Requisitos: Reúne cada línea de los registros que contenga la palabra "white", copiándola tal cual. Las mayúsculas y minúsculas cuentan.

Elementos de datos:
· · · · ·

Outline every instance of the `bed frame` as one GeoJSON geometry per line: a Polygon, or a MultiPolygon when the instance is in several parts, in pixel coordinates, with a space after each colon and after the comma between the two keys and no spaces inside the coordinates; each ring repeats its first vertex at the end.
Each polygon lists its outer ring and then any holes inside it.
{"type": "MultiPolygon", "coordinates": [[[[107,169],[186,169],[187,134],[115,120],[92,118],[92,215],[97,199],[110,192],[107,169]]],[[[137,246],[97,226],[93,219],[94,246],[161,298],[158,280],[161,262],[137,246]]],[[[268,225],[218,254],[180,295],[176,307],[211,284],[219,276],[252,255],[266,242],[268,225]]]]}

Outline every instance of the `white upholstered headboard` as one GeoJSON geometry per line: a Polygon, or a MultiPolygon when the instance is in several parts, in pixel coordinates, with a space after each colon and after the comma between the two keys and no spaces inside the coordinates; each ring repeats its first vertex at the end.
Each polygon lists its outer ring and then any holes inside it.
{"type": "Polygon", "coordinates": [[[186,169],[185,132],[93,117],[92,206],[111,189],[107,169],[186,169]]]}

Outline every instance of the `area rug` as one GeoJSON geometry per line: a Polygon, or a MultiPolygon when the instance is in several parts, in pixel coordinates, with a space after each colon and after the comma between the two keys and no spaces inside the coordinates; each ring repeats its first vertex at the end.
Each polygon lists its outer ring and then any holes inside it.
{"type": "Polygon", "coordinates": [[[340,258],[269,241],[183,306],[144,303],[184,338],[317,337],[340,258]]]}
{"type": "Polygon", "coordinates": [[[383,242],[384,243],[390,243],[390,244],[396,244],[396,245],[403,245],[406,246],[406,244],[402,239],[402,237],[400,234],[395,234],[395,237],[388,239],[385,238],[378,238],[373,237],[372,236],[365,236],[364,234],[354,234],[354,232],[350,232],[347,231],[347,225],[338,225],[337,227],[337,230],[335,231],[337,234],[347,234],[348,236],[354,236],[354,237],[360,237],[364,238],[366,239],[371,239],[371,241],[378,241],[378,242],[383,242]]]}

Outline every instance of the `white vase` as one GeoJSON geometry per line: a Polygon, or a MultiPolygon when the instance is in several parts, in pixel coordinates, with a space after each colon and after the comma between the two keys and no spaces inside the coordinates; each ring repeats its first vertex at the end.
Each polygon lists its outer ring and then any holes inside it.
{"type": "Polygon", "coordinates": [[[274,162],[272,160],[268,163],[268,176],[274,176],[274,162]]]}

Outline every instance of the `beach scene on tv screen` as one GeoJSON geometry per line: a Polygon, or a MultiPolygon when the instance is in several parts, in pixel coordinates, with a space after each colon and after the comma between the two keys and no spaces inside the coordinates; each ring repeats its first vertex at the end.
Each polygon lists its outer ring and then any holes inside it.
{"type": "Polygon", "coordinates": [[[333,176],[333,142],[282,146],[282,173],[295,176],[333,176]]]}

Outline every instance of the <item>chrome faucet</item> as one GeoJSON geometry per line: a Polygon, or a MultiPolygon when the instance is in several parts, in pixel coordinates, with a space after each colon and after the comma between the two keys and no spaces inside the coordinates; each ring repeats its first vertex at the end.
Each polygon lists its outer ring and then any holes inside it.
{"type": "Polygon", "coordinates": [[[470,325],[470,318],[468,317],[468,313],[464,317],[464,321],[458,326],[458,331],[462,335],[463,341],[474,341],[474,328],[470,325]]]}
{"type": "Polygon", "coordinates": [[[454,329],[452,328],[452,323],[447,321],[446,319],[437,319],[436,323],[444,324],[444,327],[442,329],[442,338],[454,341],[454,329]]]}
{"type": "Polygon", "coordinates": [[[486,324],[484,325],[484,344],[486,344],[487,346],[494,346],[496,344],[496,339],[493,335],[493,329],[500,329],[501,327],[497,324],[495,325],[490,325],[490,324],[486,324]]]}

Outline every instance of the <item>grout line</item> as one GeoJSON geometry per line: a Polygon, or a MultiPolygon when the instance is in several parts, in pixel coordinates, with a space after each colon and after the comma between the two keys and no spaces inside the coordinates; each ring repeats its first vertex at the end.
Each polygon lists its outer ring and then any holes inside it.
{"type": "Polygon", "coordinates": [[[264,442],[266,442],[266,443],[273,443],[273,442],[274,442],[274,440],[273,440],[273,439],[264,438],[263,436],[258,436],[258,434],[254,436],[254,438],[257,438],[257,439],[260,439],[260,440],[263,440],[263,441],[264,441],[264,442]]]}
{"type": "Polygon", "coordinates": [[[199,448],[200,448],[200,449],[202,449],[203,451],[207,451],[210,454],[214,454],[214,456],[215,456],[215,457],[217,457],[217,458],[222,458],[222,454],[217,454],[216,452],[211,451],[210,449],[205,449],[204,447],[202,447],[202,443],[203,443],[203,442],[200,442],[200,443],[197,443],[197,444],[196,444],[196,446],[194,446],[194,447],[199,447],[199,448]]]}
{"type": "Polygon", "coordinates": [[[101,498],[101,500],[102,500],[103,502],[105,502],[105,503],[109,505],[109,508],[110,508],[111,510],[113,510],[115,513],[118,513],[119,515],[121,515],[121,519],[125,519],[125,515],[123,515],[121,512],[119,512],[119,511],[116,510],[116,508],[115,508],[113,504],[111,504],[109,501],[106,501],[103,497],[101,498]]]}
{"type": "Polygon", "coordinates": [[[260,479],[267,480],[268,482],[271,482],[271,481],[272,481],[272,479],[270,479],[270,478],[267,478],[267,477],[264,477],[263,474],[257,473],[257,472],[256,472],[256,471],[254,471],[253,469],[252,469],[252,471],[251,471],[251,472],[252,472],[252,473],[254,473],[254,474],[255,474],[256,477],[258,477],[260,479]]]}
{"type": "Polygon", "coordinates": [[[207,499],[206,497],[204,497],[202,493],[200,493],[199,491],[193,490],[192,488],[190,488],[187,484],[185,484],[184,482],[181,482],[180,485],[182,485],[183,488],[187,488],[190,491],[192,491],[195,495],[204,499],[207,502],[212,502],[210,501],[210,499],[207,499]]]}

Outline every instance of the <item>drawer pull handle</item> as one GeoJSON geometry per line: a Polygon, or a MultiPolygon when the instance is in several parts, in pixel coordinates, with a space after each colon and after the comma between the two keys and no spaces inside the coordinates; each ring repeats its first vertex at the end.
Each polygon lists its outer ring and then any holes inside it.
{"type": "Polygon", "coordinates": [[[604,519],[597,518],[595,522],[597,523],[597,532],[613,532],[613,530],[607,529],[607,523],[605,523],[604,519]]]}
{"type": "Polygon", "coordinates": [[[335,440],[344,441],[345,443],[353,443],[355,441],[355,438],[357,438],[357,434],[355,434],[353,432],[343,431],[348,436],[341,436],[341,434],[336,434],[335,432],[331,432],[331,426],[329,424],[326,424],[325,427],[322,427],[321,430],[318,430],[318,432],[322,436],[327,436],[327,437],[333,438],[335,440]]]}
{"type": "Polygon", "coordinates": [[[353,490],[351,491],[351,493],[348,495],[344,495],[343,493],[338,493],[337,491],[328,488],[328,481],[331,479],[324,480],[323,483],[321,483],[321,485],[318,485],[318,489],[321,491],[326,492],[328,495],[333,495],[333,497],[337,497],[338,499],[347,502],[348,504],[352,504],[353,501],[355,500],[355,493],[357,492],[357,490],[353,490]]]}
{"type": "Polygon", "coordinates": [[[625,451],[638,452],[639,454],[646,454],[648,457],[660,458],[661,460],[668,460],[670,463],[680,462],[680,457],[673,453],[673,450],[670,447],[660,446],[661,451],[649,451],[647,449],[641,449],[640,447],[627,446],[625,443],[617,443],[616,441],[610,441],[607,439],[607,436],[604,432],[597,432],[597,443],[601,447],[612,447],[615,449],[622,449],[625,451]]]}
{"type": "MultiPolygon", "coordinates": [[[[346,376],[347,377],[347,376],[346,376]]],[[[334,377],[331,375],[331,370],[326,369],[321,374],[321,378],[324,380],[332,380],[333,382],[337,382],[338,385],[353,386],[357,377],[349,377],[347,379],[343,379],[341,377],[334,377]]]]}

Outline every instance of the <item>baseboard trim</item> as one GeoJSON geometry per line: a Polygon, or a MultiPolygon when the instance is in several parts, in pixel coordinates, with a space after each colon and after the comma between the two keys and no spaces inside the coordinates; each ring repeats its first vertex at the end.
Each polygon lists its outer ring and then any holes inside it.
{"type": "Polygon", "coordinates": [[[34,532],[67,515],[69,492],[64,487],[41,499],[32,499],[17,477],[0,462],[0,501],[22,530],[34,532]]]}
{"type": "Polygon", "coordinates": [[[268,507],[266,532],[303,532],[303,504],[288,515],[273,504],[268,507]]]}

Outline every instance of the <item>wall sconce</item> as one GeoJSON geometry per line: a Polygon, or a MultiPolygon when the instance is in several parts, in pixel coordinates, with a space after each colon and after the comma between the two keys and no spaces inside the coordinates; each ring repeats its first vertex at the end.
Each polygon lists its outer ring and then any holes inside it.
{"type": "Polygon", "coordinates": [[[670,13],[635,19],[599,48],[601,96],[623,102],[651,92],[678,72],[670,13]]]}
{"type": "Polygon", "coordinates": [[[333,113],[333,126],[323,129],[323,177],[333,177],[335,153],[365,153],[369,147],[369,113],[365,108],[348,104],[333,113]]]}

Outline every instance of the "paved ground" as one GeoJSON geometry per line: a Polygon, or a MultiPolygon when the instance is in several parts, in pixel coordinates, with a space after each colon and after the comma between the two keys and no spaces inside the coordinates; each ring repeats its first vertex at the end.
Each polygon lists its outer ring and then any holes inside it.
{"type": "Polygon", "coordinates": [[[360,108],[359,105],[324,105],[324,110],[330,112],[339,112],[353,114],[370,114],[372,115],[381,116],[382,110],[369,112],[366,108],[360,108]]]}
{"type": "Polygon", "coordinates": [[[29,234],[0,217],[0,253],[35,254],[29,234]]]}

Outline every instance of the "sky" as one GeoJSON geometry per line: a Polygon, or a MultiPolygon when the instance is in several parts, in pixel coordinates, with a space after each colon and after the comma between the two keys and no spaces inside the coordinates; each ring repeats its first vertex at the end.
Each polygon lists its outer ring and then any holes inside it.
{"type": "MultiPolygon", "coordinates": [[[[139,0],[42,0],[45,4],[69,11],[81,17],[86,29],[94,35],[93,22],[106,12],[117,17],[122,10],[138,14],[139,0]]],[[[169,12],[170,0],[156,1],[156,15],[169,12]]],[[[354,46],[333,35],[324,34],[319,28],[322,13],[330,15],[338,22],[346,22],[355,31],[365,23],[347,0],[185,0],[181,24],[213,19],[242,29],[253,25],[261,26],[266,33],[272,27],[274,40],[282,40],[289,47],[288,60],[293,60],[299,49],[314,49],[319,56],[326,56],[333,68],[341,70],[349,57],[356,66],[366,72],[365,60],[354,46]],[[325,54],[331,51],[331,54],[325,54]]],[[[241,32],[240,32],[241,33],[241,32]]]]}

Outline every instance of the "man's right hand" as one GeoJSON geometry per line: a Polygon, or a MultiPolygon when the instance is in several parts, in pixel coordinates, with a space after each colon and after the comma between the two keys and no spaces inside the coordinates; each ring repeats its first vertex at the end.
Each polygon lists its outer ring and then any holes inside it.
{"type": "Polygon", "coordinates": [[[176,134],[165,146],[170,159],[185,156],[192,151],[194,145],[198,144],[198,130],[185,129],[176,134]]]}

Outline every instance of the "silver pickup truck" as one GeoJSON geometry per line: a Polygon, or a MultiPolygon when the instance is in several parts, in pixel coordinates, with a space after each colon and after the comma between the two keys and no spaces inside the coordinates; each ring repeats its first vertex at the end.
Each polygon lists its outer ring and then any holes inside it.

· · · · ·

Solución de la tarea:
Outline every instance of the `white upholstered headboard` as one GeoJSON geometry per line: a Polygon, or a MultiPolygon when the instance is in several parts, in pixel coordinates, with a space after each colon and after the comma between the two keys and no spaces inside the coordinates; each ring repeats its first vertex at the end.
Outline every instance of the `white vase` as one GeoJSON geometry per line: a Polygon, or a MultiPolygon when the instance is in several parts, in pixel coordinates, with a space after each colon and after the comma between the two keys and no spaces inside the coordinates; each ring repeats its first vertex at the end.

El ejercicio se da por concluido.